begin Records provided

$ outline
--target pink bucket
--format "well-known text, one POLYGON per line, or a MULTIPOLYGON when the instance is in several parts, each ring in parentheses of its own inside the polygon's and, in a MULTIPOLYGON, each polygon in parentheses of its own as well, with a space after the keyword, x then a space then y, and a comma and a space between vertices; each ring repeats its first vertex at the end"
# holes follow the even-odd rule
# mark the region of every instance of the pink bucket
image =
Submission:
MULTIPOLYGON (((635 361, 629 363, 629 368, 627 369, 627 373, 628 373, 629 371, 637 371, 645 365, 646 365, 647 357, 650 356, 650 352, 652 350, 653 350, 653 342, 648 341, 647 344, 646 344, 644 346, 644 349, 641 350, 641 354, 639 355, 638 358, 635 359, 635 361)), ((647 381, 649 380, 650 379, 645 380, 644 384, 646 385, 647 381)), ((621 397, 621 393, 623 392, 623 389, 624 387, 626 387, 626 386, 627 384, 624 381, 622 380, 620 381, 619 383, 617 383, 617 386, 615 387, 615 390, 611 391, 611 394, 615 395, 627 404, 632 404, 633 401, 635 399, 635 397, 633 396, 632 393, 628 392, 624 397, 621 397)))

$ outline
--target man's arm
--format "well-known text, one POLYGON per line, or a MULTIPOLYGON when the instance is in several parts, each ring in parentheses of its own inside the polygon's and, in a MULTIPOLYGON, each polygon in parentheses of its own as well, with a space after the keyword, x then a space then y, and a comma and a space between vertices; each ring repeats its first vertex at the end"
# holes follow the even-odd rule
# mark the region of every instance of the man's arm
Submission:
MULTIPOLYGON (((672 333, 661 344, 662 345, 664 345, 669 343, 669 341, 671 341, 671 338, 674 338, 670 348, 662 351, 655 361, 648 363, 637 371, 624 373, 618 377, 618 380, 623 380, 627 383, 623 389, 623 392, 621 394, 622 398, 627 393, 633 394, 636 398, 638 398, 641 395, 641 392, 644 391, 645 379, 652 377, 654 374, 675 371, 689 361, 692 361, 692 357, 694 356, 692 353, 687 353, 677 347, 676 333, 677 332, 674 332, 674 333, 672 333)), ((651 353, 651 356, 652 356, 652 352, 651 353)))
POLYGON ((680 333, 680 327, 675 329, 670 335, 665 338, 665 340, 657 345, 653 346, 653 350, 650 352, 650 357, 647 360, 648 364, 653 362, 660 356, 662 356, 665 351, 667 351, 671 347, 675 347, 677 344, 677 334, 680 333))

end Records provided

_Written exercise_.
The records above should all be quoted exactly, please.

_Finished answer_.
$ outline
--target pink bucket
--format "well-known text, one POLYGON per line, or a MULTIPOLYGON when the instance is in several parts, each ring in parentheses of its own inside the polygon's and, in a MULTIPOLYGON, each polygon in parentheses of its own as well, with a space after the keyword, x then a space then y, and a comma and a space between vertices; each ring repeats its first vertex at the end"
# holes follow the even-odd rule
# mark the region of every instance of the pink bucket
image =
Submission:
MULTIPOLYGON (((635 361, 629 363, 629 368, 627 369, 627 373, 628 373, 629 371, 637 371, 645 365, 646 365, 647 357, 650 356, 650 352, 652 350, 653 350, 653 342, 648 341, 647 344, 646 344, 644 346, 644 349, 641 350, 641 354, 639 355, 638 358, 635 359, 635 361)), ((647 381, 649 380, 650 379, 645 380, 644 384, 646 385, 647 381)), ((621 397, 621 393, 623 392, 623 389, 624 387, 626 387, 626 386, 627 384, 624 381, 622 380, 620 381, 619 383, 617 383, 617 386, 615 387, 615 390, 611 391, 611 394, 615 395, 627 404, 632 404, 633 401, 635 399, 635 397, 633 396, 632 393, 628 392, 624 397, 621 397)))

$ outline
--target man's arm
--format "well-known text, one POLYGON per line, or a MULTIPOLYGON when the instance is in several parts, each ring in parentheses of its own inside the polygon's and, in a MULTIPOLYGON, each polygon in parentheses of its own as well, with a space after the keyword, x then a space then y, and a comma and a space between vertices; each ring repeats its first vertex at the end"
# holes follow the even-odd rule
# mark the region of every instance of the man's arm
Submission:
MULTIPOLYGON (((672 333, 661 344, 662 345, 664 345, 669 343, 669 341, 671 341, 671 338, 674 338, 670 348, 662 351, 655 361, 648 363, 637 371, 624 373, 618 377, 618 380, 623 380, 627 383, 623 389, 623 392, 621 394, 622 398, 627 393, 633 394, 636 398, 638 398, 641 395, 641 392, 644 391, 645 379, 652 377, 654 374, 675 371, 689 361, 692 361, 692 357, 694 356, 692 353, 687 353, 677 347, 676 333, 677 332, 674 332, 674 333, 672 333)), ((651 353, 651 356, 652 356, 652 352, 651 353)))
POLYGON ((680 333, 680 327, 675 329, 670 335, 665 338, 665 340, 657 345, 653 346, 653 350, 650 352, 650 357, 647 360, 648 364, 653 362, 660 356, 662 356, 665 351, 667 351, 671 347, 675 347, 677 344, 677 334, 680 333))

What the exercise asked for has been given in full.